--- WRITTEN REQUEST ---
Can you output the records below exactly as they are written?
——
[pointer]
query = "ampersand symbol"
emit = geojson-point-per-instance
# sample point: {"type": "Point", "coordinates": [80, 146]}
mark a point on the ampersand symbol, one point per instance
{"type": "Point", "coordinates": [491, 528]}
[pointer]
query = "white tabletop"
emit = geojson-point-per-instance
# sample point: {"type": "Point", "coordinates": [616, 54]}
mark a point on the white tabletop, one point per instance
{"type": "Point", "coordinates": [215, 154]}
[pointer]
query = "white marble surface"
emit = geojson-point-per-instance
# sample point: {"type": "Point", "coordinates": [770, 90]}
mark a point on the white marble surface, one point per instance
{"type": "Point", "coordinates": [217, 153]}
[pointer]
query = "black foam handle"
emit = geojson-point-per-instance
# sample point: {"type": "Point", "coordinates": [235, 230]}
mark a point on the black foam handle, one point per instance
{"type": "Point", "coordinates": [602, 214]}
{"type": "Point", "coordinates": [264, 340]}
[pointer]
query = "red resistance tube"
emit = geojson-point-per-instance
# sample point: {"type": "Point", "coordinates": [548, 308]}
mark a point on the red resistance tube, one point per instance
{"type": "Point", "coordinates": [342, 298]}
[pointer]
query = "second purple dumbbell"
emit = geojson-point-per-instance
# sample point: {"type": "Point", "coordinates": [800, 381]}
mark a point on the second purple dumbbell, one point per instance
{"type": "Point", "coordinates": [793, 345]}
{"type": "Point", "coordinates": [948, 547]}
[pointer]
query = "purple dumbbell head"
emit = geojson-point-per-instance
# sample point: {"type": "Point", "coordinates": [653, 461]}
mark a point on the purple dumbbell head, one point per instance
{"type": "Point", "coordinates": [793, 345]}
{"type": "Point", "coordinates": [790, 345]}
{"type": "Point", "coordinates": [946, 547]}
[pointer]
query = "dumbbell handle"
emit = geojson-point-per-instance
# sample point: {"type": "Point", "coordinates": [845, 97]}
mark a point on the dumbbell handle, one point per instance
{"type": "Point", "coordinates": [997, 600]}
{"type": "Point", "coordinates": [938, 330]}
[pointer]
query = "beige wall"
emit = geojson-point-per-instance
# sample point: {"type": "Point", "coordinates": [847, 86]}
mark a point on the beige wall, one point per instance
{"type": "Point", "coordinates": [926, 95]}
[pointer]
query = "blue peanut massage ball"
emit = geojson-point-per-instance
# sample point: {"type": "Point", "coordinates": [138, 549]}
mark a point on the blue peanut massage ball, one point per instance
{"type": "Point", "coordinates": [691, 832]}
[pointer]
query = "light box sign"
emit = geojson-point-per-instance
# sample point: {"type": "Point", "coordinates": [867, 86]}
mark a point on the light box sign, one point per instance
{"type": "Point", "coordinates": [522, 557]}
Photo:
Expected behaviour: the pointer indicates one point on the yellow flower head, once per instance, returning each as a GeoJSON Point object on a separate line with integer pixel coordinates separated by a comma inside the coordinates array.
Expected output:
——
--- RESPONSE ---
[pointer]
query = "ampersand symbol"
emit = geojson-point-per-instance
# sample point: {"type": "Point", "coordinates": [80, 146]}
mark a point on the ampersand symbol, one point per instance
{"type": "Point", "coordinates": [491, 528]}
[pointer]
query = "white tabletop"
emit = geojson-point-per-instance
# sample point: {"type": "Point", "coordinates": [616, 54]}
mark a point on the white tabletop, one point per instance
{"type": "Point", "coordinates": [215, 154]}
[pointer]
query = "white marble surface"
emit = geojson-point-per-instance
# sample point: {"type": "Point", "coordinates": [770, 90]}
mark a point on the white marble surface, one point per instance
{"type": "Point", "coordinates": [217, 153]}
[pointer]
query = "black foam handle"
emit = geojson-point-per-instance
# sample point: {"type": "Point", "coordinates": [235, 230]}
mark a point on the black foam handle, one point per instance
{"type": "Point", "coordinates": [602, 214]}
{"type": "Point", "coordinates": [264, 340]}
[pointer]
query = "red resistance tube"
emit = geojson-point-per-instance
# sample point: {"type": "Point", "coordinates": [548, 308]}
mark a point on the red resistance tube, one point per instance
{"type": "Point", "coordinates": [342, 298]}
[pointer]
query = "second purple dumbbell"
emit = geojson-point-per-instance
# sample point: {"type": "Point", "coordinates": [800, 381]}
mark a point on the second purple dumbbell, one point per instance
{"type": "Point", "coordinates": [793, 345]}
{"type": "Point", "coordinates": [948, 547]}
[pointer]
query = "purple dumbbell head"
emit = geojson-point-per-instance
# sample point: {"type": "Point", "coordinates": [653, 461]}
mark a point on the purple dumbbell head, one point per instance
{"type": "Point", "coordinates": [793, 345]}
{"type": "Point", "coordinates": [790, 345]}
{"type": "Point", "coordinates": [946, 547]}
[pointer]
query = "dumbbell handle"
emit = geojson-point-per-instance
# sample point: {"type": "Point", "coordinates": [845, 97]}
mark a point on the dumbbell handle, one point per instance
{"type": "Point", "coordinates": [997, 600]}
{"type": "Point", "coordinates": [938, 330]}
[pointer]
query = "beige wall"
emit = geojson-point-per-instance
# sample point: {"type": "Point", "coordinates": [847, 86]}
mark a point on the beige wall, one point per instance
{"type": "Point", "coordinates": [926, 95]}
[pointer]
query = "blue peanut massage ball"
emit = geojson-point-per-instance
# sample point: {"type": "Point", "coordinates": [138, 549]}
mark a point on the blue peanut massage ball, one point per instance
{"type": "Point", "coordinates": [691, 832]}
[pointer]
query = "light box sign"
emit = geojson-point-per-instance
# sample point: {"type": "Point", "coordinates": [867, 86]}
mark a point on the light box sign, one point per instance
{"type": "Point", "coordinates": [522, 557]}
Photo:
Expected behaviour: the pointer indicates one point on the yellow flower head, once per instance, returning each as a GeoJSON Point object on a separate line with integer pixel coordinates separated by a comma inside the coordinates array.
Expected output:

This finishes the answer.